*À faire:*
- 1) Répondez aux questions suivantes à partir de l'extrait à lire.
(a) Sur quelle plate-forme le commerce en ligne s'est-il notamment développé?
(b) Quel poste Jonathan Laterreur occupe-t-il?
(c) Selon le sondage mené avant la pandémie, de quoi une grande majorité des membres était-elle dépourvue?
- 2) Remplacez « Costco » par « Walmart » dans le passage de l'extrait à lire qui va de « Des lacunes numériques » à « épisodes de confinement. », puis donnez ce passage ainsi modifié.

### Extrait à lire ###

Des lacunes numériques criantes
Citons deux menaces : d’abord, la concurrence des magasins à grande surface implantés en périphérie des villes (il n’y a que dans la tête de certains maires que les Costco de ce monde ont un impact positif sur la fréquentation des commerces de centre-ville). D’autre part, l’essor du commerce en ligne, notamment sur la plate-forme Amazon qui ressort renforcée comme jamais des différents épisodes de confinement.
Les changements d’habitude des consommateurs, désormais habitués à voir leurs achats arriver tous seuls devant leur porte, pourraient nuire durablement aux commerces de proximité, d’autant que ceux-ci accusent un retard certain en la matière, selon le directeur général de la Chambre de commerce Jonathan Laterreur : « On avait fait un sondage auprès de nos membres avant la pandémie : une grande majorité n’avait pas de site transactionnel. Comment expliquer ce manque d’intérêt? Je ne blâme pas les gens, mais ce n’est plus possible! »
Il va falloir fournir de l’aide aux commerçants pour qu’ils se mettent à jour sur internet. « Le gouvernement veut enfin instaurer le Panier bleu version Amazon [c’est-à-dire avec un volet transactionnel], on souhaite énormément que ça fonctionne », s’exclame M. Laterreur, qui ne se fait toutefois pas d’illusions sur le rapport de force qui s’est installé : « Quand on se rend compte de tout l’effort qui a été mis par les géants du web dans l’expérience d’achat, la fluidité, la rapidité, est-ce qu’on joue à armes égales? »

### Données ###

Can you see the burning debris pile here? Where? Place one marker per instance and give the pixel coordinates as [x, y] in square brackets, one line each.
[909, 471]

###

*Réponses aux consignes:*
- 1)
(a) Sur la plate-forme Amazon.
(b) Il est directeur général de la Chambre de commerce.
(c) D'un site transactionnel.

- 2)
Des lacunes numériques criantes
Citons deux menaces : d’abord, la concurrence des magasins à grande surface implantés en périphérie des villes (il n’y a que dans la tête de certains maires que les Walmart de ce monde ont un impact positif sur la fréquentation des commerces de centre-ville). D’autre part, l’essor du commerce en ligne, notamment sur la plate-forme Amazon qui ressort renforcée comme jamais des différents épisodes de confinement.